◆ **Object position labeling entries**
□ □ □ □ □

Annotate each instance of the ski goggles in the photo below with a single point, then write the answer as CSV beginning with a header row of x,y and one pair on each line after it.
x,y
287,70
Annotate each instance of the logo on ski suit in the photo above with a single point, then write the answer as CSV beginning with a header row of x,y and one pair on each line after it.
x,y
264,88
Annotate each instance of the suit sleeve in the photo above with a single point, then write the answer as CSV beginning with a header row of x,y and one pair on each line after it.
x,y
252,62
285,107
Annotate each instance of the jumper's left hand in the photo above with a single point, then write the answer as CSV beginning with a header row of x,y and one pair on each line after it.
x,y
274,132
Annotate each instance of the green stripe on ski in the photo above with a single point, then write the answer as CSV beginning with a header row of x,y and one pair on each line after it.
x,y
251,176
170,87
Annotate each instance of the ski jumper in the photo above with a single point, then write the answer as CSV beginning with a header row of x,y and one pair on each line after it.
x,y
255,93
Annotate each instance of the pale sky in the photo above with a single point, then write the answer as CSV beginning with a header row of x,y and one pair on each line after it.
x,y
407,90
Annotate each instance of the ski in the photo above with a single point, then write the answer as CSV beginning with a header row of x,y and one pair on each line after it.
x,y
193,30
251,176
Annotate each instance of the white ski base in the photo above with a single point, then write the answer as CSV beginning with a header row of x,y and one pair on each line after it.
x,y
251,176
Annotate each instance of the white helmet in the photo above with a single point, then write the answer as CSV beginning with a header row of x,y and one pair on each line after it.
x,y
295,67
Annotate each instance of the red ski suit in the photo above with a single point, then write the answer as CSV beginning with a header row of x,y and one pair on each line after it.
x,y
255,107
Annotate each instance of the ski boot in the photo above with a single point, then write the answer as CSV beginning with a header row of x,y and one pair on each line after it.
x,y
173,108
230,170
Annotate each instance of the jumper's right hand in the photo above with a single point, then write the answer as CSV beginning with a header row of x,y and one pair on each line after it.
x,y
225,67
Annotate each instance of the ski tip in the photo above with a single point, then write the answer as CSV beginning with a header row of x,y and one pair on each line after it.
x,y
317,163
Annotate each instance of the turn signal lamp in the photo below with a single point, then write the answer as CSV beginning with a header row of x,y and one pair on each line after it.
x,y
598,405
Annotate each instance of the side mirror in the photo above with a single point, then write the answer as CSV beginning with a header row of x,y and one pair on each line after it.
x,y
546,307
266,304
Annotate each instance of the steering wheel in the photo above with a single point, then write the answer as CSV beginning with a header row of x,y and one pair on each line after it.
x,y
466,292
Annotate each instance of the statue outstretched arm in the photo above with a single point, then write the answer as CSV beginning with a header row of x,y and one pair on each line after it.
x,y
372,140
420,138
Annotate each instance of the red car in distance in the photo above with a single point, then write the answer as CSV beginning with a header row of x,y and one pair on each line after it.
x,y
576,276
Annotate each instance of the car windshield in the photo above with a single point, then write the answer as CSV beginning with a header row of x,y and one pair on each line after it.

□ □ □ □ □

Copy out the full listing exactly.

◆ **WRITTEN RESPONSE**
Annotate each instance of the ski goggles in the photo below with a single point, then write the answer as CSV beginning with a header row of x,y and one pair on each line after it.
x,y
287,70
Annotate each instance of the logo on ski suit in the photo above with a single point, then write the answer as CSV beginning with a header row of x,y and one pair on each line after it.
x,y
264,88
Annotate each instance of the suit sleeve in the photo above with a single point, then write the answer as CSV beginning with a header row of x,y and one pair on each line after it.
x,y
252,62
285,107
Annotate each instance of the jumper's left hand in the photo above with a single point, then write the answer as CSV beginning with a header row of x,y and one pair on each line after it.
x,y
274,132
Annotate each instance of the green stripe on ski in the photo above with a single point, then write the answer as CSV beginning with a header row of x,y and one pair on each line after it.
x,y
251,176
170,87
Annotate each instance of the ski jumper in the photo above with a single point, then write the answer as CSV beginning with a header row of x,y and one pair on each line after it.
x,y
255,93
Annotate each instance of the pale sky in the photo above with a single point, then write the answer as CSV beginning with a header row of x,y and one pair on each line after it.
x,y
407,90
Annotate each instance of the ski in the photo above with a single point, then write the answer as CSV beginning with a header row of x,y and one pair on each line after it.
x,y
193,30
251,176
Annotate each instance of the white ski base in the photo above with a single point, then write the answer as CSV beginning with a header row of x,y and one pair on each line after it.
x,y
251,176
Annotate each instance of the white helmet in the photo above with a single point, then write the answer as CSV beginning with a header row of x,y and one pair on each line after it.
x,y
295,67
Annotate each instance of the red ski suit in the photo above with a single point, then write the answer as CSV beginning with a header row of x,y and one pair on each line after it.
x,y
255,107
Annotate each instance of the ski boot in the photo above with a single point, then write the answer as CSV beginning with a header row of x,y and one pair on each line after it.
x,y
173,108
230,170
Annotate each instance of the jumper's right hand in the photo above with a single point, then write the answer as CSV beginning with a header row of x,y and one pair on each line after it.
x,y
225,67
Annotate each instance of the ski tip in the photo above with a single point, then write the answer as CSV beginning with a header row of x,y and one pair on each line after it.
x,y
317,163
Annotate each instance of the turn signal lamp in the photo below with a single point, then write the answer as CSV beginning with a header row of x,y and one pair on each line after it.
x,y
598,405
Annotate each instance of the side mirror in the photo above with a single point, then write the answer as CSV beginning with a header row of x,y and one pair on each line after it.
x,y
546,307
266,304
Annotate each instance of the steering wheel in the photo above with a single point, then write the answer as CSV beginning with a header row of x,y and one pair on each line after it.
x,y
466,292
Annotate each instance of the statue outstretched arm in the photo above with a single point, then write the answer as CSV beginning with a header row of x,y and one pair on each line after it.
x,y
372,140
420,138
Annotate each instance of the red car in distance in the photo above with a single point, then write the answer as CSV beginning with a header row of x,y and one pair on each line after it.
x,y
576,276
Annotate each instance of the car windshield in the photo above with a single point, then write the answer as CSV beginning with a header row of x,y and one pair on each line after it.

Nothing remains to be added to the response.